- _Directions_
Would you give again, exactly, the lines running from the line with "Target: white coffee cup" to the end of the data below, both included?

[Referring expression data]
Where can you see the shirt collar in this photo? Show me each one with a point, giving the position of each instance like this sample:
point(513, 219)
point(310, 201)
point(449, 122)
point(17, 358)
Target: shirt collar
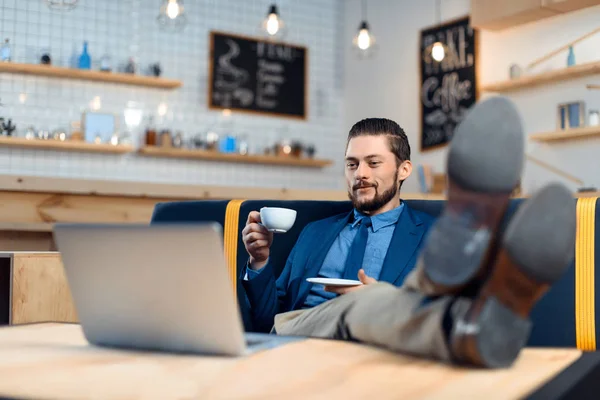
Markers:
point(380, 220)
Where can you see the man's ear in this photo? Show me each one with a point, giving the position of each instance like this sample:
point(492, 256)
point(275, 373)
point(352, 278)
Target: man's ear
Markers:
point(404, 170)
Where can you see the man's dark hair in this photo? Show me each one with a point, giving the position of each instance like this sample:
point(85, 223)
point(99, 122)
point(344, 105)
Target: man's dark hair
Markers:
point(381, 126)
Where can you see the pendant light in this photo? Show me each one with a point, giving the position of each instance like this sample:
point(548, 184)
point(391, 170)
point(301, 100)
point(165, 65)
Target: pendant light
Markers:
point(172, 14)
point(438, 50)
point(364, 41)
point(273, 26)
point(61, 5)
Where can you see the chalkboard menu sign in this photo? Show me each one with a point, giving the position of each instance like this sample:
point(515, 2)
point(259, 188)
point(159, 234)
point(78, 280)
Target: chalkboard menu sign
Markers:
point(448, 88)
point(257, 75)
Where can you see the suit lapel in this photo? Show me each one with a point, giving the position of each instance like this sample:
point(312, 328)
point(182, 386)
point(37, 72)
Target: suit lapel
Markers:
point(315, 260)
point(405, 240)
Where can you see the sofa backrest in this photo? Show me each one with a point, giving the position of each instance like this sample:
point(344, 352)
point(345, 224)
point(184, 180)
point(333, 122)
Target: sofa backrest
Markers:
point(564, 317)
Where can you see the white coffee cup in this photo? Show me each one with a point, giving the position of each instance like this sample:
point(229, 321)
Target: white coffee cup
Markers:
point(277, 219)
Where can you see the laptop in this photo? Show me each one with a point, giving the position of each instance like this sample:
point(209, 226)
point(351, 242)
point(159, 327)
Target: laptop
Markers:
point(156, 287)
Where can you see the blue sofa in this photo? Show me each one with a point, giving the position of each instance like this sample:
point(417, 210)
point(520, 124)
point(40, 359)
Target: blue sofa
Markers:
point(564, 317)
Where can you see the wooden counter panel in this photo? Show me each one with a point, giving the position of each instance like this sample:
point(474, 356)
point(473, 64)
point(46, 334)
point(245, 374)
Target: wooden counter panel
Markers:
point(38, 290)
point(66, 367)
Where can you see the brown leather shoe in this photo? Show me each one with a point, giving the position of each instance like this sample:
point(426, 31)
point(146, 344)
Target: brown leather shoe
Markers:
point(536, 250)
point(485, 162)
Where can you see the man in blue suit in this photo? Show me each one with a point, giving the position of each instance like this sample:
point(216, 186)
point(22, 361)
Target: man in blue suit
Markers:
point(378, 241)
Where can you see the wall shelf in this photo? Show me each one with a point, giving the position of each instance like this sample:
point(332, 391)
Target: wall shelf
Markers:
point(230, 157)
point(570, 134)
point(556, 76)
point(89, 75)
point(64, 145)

- _Reply to the task_
Target: white coffee cup
Markers:
point(277, 219)
Where can you see the laptop in this photo? Show me each one with a point, giving the position of each instance like this sample:
point(209, 226)
point(351, 242)
point(159, 327)
Target: laptop
Markers:
point(156, 287)
Where can you see the blue sofa in this photo? Show me each one with a point, giving the position of each instance like this sample:
point(417, 210)
point(520, 124)
point(40, 359)
Target: blue sofa
Markers:
point(564, 317)
Where can you see the wooden counter panel in this photo? Show me each one with a point, giving the position of each instance like this sample:
point(474, 356)
point(473, 64)
point(46, 334)
point(245, 374)
Target: wooden counter panel
Markers:
point(38, 290)
point(66, 367)
Where can you see the brown leather shoe in this photo? Show me each one with a point, giving the position of each instance like this sample:
point(426, 31)
point(146, 344)
Target: brown leather shoe
Markers:
point(536, 250)
point(485, 162)
Where can you see the man in blue suit in this photo? Show me each one with a point, giving the position of each instance like this sample:
point(216, 186)
point(22, 361)
Target: man in blue suit
Markers:
point(378, 241)
Where can you see the wall shelf in this photo? Show me each one with a point, giving the position of each instance like this sample:
point(332, 391)
Target: wall shelf
Markers:
point(230, 157)
point(570, 134)
point(556, 76)
point(89, 75)
point(64, 145)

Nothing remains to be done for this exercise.